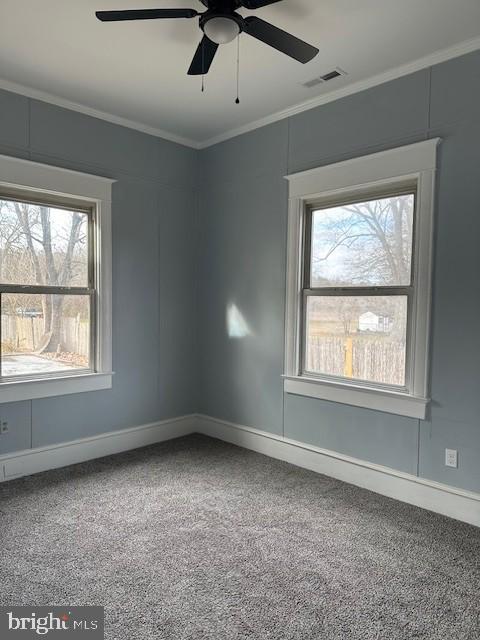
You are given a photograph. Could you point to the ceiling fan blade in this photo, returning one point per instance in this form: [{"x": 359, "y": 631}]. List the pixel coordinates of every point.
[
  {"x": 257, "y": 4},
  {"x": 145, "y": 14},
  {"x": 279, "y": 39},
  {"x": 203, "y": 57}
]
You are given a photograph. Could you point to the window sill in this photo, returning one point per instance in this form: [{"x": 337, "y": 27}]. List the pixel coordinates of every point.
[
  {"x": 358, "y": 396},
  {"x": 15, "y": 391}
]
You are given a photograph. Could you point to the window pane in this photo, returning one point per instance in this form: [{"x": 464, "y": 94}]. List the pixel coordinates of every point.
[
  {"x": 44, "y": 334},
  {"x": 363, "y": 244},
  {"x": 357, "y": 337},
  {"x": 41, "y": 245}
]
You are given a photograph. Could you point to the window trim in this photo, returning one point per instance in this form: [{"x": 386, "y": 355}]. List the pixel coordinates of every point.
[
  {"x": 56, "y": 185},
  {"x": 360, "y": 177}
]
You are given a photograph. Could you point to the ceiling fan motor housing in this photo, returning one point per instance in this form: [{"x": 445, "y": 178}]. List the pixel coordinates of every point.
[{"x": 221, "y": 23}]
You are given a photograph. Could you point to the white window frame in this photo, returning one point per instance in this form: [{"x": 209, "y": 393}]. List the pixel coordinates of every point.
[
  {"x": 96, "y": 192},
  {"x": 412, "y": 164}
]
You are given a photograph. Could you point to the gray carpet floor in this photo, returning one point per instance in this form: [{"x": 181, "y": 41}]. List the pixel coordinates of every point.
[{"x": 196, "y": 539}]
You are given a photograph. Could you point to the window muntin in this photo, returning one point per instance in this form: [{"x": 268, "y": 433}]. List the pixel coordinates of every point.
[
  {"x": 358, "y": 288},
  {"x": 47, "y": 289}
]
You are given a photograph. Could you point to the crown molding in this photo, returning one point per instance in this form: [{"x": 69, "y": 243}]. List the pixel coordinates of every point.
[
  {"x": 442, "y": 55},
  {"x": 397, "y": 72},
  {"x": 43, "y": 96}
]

# # # # # # #

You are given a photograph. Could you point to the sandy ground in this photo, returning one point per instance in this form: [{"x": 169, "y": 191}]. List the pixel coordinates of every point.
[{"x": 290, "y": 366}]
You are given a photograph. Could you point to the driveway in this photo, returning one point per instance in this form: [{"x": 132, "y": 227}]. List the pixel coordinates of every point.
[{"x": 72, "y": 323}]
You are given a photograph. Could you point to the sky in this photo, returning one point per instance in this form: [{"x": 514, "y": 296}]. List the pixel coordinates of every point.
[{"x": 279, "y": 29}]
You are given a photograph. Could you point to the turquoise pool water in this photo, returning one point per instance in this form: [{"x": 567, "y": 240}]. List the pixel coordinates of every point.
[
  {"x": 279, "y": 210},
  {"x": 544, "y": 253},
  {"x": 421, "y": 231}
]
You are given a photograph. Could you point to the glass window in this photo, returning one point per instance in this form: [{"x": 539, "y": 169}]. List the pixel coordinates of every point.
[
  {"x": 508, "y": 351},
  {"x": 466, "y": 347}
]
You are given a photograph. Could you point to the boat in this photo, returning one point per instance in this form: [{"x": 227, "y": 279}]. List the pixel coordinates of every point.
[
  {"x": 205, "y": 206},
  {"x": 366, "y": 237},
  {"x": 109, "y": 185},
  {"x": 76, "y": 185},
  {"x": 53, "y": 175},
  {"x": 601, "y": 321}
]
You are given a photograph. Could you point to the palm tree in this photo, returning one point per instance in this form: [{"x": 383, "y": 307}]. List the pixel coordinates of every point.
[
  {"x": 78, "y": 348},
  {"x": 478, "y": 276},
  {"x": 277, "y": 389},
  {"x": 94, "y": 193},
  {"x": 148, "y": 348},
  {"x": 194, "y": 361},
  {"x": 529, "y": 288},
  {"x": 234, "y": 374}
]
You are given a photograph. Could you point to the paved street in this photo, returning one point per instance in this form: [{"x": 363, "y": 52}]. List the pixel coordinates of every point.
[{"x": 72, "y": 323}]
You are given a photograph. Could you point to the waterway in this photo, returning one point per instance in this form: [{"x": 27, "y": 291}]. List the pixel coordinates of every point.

# # # # # # #

Beginning with the line that has "You are given a photograph. Could you point to the turquoise" and ending with the line that has "You are given a photograph. Could you point to the waterway", set down the lines above exactly and include no others.

• Exercise answer
You are given a photograph. Could you point to the turquoise pool water in this photo, returning one point per instance in this form: [{"x": 567, "y": 240}]. List the pixel coordinates of every point.
[
  {"x": 279, "y": 210},
  {"x": 544, "y": 253},
  {"x": 421, "y": 231}
]
You are given a photograph. Could you point to the glass window in this photo, returning one point per instance in this form: [{"x": 539, "y": 169}]. List the pixel coordinates of every point.
[
  {"x": 508, "y": 351},
  {"x": 466, "y": 347}
]
You are given a photograph. Could you point to the boat in this photo, returning one point per instance in this form: [{"x": 227, "y": 279}]. List the pixel coordinates of every point.
[
  {"x": 205, "y": 206},
  {"x": 366, "y": 237},
  {"x": 109, "y": 185},
  {"x": 76, "y": 185},
  {"x": 53, "y": 175},
  {"x": 601, "y": 321}
]
You are given a photograph. Could you point to the palm tree in this photo, returning one point per instance in this form: [{"x": 383, "y": 307}]. List the pixel coordinates of every point.
[
  {"x": 78, "y": 348},
  {"x": 478, "y": 276},
  {"x": 277, "y": 389},
  {"x": 94, "y": 193},
  {"x": 148, "y": 348},
  {"x": 194, "y": 361},
  {"x": 529, "y": 288},
  {"x": 234, "y": 374}
]
You are given a photograph. Could you point to the paved street in this photo, returning one point per instance in this form: [{"x": 363, "y": 52}]. List the pixel coordinates of every point.
[{"x": 72, "y": 323}]
You are given a photograph. Could you point to the waterway in this photo, returning one point per instance in this form: [{"x": 27, "y": 291}]. List the pixel coordinates of every point.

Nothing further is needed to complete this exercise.